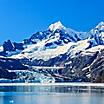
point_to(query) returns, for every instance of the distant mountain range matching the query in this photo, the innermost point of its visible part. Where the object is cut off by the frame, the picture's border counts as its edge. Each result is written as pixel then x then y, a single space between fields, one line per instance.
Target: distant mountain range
pixel 58 54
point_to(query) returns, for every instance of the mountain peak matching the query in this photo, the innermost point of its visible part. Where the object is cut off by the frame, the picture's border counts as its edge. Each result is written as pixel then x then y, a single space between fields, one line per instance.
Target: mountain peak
pixel 100 25
pixel 57 25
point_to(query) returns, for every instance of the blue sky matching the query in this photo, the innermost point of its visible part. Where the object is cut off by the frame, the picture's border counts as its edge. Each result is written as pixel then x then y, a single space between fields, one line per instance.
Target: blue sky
pixel 19 19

**EXERCISE**
Output the lines from the one with "Target: mountain peak" to the final line of the entries above, exactly as they stand, please, and nothing else.

**YOUR RESPONSE**
Target: mountain peak
pixel 100 25
pixel 57 25
point_to(query) returns, for every instance of the blue sky matching the query in this photo, the innermost point of its visible part. Where the object is cut off by the frame, the picture's border counts as its edge. Each result is written as pixel then x then y, a single space between fields, one line per instance.
Target: blue sky
pixel 19 19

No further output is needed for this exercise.